#### INSTRUKSI SINGKAT
Temukan dan salin setiap baris dalam entri yang memuat kata "roof". Perbedaan huruf besar dan kecil diperhitungkan.

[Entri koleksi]
--------------------
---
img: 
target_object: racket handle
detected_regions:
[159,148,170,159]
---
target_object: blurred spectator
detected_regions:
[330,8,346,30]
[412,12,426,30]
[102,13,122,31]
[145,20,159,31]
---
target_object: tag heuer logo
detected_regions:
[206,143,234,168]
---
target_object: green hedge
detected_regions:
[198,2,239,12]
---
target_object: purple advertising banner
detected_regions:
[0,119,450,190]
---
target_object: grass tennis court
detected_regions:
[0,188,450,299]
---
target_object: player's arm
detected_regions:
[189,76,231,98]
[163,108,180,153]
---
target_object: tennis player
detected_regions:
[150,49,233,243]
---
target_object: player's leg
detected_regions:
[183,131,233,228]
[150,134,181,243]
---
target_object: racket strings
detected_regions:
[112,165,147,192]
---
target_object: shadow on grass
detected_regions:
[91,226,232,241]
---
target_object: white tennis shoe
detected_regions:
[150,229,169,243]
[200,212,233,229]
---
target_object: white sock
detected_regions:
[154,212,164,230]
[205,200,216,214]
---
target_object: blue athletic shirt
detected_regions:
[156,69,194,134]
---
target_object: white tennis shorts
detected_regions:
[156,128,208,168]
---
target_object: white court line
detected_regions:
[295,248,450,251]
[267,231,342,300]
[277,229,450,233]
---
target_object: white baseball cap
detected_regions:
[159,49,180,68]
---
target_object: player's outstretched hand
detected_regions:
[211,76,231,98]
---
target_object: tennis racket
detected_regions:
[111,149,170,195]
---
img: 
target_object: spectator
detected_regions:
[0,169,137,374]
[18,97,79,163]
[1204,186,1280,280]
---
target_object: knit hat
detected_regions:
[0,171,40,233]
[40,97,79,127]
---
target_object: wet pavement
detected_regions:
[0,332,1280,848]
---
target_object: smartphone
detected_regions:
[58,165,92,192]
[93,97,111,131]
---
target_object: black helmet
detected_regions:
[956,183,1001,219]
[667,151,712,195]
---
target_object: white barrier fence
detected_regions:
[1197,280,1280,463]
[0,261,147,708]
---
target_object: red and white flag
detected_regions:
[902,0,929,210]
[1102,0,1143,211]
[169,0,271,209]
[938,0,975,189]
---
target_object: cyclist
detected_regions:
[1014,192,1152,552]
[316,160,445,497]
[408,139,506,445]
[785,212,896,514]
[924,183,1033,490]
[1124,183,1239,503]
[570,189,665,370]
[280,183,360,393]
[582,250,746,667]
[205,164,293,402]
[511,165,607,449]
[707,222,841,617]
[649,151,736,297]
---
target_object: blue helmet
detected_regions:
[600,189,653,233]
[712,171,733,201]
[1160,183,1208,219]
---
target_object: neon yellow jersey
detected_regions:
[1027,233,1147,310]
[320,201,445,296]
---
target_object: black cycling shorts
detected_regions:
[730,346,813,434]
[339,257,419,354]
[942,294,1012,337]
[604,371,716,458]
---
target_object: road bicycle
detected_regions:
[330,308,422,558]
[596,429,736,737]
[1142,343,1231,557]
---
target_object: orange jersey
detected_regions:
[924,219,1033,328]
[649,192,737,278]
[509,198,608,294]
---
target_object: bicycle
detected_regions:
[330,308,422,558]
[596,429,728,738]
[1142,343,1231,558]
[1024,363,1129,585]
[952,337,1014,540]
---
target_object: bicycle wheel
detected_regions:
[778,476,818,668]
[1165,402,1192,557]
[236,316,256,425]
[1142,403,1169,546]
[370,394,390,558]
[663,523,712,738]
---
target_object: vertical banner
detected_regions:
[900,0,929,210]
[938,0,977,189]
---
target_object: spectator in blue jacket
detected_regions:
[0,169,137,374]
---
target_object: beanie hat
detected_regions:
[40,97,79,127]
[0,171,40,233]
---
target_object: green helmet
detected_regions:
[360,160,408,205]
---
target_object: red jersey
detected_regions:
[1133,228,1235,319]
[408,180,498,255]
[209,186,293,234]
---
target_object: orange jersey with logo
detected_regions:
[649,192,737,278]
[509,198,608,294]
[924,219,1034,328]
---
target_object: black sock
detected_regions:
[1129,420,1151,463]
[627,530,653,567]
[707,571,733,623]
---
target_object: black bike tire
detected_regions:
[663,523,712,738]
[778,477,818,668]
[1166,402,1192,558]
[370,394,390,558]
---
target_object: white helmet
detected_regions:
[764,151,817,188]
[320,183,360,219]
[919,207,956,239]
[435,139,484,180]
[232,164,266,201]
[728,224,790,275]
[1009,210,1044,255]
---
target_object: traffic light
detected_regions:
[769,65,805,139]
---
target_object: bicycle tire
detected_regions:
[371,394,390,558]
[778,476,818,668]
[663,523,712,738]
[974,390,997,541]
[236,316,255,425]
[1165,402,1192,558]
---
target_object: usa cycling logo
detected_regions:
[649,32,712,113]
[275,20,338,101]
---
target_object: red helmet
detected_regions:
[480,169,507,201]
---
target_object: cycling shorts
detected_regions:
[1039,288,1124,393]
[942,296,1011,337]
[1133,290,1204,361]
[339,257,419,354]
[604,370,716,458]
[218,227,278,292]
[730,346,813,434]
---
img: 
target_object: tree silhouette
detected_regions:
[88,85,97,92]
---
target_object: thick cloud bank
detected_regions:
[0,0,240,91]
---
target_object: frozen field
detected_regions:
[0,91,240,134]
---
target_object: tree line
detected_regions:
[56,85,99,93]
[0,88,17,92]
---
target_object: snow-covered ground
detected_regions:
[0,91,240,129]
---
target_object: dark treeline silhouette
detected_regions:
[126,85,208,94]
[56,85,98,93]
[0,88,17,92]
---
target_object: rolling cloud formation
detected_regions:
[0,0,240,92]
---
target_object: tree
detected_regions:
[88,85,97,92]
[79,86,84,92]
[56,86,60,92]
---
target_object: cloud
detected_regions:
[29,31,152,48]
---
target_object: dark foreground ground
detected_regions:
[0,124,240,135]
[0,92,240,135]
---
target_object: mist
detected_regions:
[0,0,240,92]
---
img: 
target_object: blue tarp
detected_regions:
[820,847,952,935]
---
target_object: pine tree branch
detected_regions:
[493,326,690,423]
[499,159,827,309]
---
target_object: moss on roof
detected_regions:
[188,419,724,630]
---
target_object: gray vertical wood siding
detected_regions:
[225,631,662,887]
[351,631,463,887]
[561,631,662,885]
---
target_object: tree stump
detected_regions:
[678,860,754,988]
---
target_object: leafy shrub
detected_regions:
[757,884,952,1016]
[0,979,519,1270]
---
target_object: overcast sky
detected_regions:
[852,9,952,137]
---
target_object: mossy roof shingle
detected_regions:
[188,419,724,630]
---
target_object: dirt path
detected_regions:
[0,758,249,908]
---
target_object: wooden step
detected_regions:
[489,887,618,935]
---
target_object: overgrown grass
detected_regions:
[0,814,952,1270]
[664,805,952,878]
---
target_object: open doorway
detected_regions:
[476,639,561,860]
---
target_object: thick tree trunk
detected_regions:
--------------------
#### JAWABAN LATIHAN
target_object: moss on roof
target_object: mossy roof shingle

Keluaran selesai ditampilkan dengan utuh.